**What the task requires**
What you return should match the entries below exactly, only without the images.

**Records to use**
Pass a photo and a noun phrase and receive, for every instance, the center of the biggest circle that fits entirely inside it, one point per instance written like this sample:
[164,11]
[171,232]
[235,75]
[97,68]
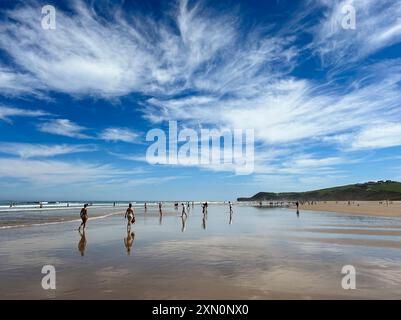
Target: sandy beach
[372,208]
[260,253]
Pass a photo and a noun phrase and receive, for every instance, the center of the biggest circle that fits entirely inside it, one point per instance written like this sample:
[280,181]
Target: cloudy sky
[76,102]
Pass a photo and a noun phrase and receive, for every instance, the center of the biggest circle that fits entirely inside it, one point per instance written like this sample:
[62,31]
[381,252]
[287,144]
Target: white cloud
[30,150]
[9,112]
[193,48]
[52,172]
[376,137]
[119,134]
[206,70]
[63,127]
[13,83]
[377,26]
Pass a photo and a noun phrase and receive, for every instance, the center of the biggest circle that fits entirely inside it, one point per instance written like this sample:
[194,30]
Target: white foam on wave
[56,222]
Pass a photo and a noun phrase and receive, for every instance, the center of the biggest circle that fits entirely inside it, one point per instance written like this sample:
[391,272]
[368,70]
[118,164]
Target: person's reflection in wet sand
[82,243]
[129,241]
[184,223]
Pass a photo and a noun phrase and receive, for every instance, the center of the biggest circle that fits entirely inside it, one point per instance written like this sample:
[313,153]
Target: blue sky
[76,102]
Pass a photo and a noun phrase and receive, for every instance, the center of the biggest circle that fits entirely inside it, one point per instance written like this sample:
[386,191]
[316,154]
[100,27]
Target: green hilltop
[380,190]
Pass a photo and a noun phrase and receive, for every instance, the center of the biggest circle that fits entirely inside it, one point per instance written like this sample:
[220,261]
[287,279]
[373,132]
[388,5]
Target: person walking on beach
[231,207]
[129,214]
[184,223]
[84,216]
[183,210]
[129,241]
[82,243]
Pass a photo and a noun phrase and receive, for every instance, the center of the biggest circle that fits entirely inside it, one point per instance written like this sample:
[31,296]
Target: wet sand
[372,208]
[263,254]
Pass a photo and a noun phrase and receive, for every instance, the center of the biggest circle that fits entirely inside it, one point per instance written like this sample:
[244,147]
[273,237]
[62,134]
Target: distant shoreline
[369,208]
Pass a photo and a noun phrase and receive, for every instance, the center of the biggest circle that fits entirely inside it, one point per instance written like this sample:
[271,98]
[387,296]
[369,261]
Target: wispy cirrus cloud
[55,172]
[203,67]
[63,127]
[31,150]
[377,26]
[119,134]
[6,113]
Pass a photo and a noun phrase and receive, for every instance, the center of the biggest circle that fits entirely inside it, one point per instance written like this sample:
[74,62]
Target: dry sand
[370,208]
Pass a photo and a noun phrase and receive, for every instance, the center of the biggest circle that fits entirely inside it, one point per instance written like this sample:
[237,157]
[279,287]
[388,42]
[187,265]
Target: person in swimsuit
[231,207]
[129,241]
[129,214]
[84,216]
[183,210]
[82,243]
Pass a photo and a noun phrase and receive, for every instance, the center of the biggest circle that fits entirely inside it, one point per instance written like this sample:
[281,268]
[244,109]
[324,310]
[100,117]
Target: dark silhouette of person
[82,243]
[84,216]
[129,241]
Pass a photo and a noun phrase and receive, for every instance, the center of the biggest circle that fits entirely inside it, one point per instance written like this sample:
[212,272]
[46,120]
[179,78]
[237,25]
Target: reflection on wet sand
[82,243]
[129,241]
[184,223]
[204,219]
[268,254]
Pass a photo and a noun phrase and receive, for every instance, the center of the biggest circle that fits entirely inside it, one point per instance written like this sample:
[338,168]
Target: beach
[258,253]
[372,208]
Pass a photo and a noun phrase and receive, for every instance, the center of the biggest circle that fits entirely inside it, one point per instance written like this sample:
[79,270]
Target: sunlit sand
[258,253]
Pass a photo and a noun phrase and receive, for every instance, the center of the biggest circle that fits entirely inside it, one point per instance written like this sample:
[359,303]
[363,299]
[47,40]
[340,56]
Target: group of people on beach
[130,213]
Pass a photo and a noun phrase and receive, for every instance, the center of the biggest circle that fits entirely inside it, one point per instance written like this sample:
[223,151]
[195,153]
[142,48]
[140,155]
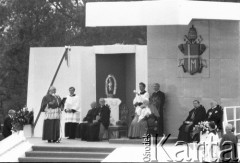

**Written answer**
Pass a photo and a noun phrase and receive, for every instance, the center of the biggest circle that fits entirely inside it, one point per instance written like this sample:
[164,11]
[171,232]
[235,75]
[97,68]
Target: sandy beach
[372,208]
[260,253]
Pass a photo and a noun phrase and receive, for every instance, the center of the biggest circle that fits entirely inside it, one point per instance written like this sample:
[280,181]
Target: cloudy sky
[76,102]
Pass a photo and a noun phrase and receive, for every instance, the center of the biggest circle that fits entirely inside it, one point per instance written like this sample:
[62,31]
[381,252]
[287,144]
Target: white cloud
[30,150]
[9,112]
[193,48]
[52,172]
[376,137]
[119,134]
[206,70]
[63,127]
[13,83]
[377,26]
Pass a photo and a noun phrase and receive, for every instance, the center of the biggest circle that fits entirely inside it, one point per instance written like this sample:
[194,30]
Target: white foam on wave
[56,222]
Pass a photo and a noun phrase and receive, for every instance, the center of the biggest circle that fits entirely inside it, one point per instance written like this sample:
[391,272]
[368,70]
[118,164]
Target: person's reflection in wet sand
[82,243]
[129,241]
[184,223]
Pass a photo and a noun phrase and receive, for every instance, the center of the biggest circle that fits entirely inside it, one point per instance written like this sample:
[313,153]
Target: blue sky
[76,102]
Pass a photo and a noun phrase and receive, for every instance, the center of the biggest circle that fits entirely inside it, one point per instance written like this sample:
[386,191]
[316,154]
[100,27]
Target: green hilltop
[380,190]
Pass a photo and a noun phrase and receive, for every instance, the center of the biggest circle that fits entirely inside it, one point per instance written like this sample:
[220,261]
[287,279]
[373,132]
[388,5]
Target: person walking on beach
[231,207]
[129,214]
[184,223]
[84,216]
[183,210]
[129,241]
[82,243]
Pass a photo and a noun phrase and receive, for every instance, the center of the biggest circle that fits entirely inside it, one point per instance written like this sample:
[31,296]
Target: wet sand
[372,208]
[263,254]
Pass a photo and a noun phrase and receive, for every instance, the center of the biggest circle that fits entirely inside it, one point per instance written like this sample:
[244,147]
[273,237]
[62,134]
Target: distant shoreline
[369,208]
Pass a photo and a noun phrase and receive, for every instance, the center of the biggest circle that fits entirely inside it, one point per instance written like this sample:
[271,98]
[387,296]
[369,261]
Target: wispy cirrus cloud
[55,172]
[203,67]
[63,127]
[31,150]
[377,26]
[119,134]
[6,113]
Pass a photo and a noun phrase and receive, for every instance, the center of the biggest circle that fits entirely inside it, one point per instance written like this sample:
[74,62]
Target: dry sand
[370,208]
Pass a photo and a noun phrase and receive, for every instance, the center of the biggest circle that fits entirely inside it, one point per instance written like this sample:
[237,157]
[279,287]
[388,42]
[187,265]
Target: person in swimsuit
[231,207]
[129,241]
[129,214]
[84,216]
[183,210]
[82,243]
Pass a photo and a noun phrase and receive, for every instance, the center of the biggest circle that fits entirely inside it, one point per instance written like this sample:
[281,268]
[244,109]
[324,310]
[100,117]
Target: dark silhouette of person
[82,243]
[84,216]
[129,241]
Pass a photo and a noun phrase and receive, for every instance, the center of the biggest circle that fits entirely inside it, one point per instance written like this sample:
[212,272]
[46,120]
[179,78]
[237,25]
Target: reflection on wet sand
[82,243]
[129,241]
[184,223]
[204,219]
[268,254]
Pass a photo and a noun phrase and receive, for every instance, the center of the biggest circle that fits entirely inside it, one point per instance written like this sample:
[338,168]
Target: beach
[258,253]
[372,208]
Pass a photo and a noun phrase and receive, for every instance, the center of the biggest circle that fits entirely inside it, one point per instance written like this sample:
[79,270]
Target: sunlit sand
[258,253]
Pass a photo and a noun phrase and receive, for every instance, the center of the biggest circle that fits entirely inside it, one point per instance written like this sample:
[359,303]
[363,299]
[47,40]
[340,56]
Target: group of people on beach
[130,213]
Pass a photo and a noun phrase and receive, for every instance, the center of the biggest circle that fits entirely inside it, one point per instance written like this sample:
[223,151]
[195,153]
[142,48]
[140,155]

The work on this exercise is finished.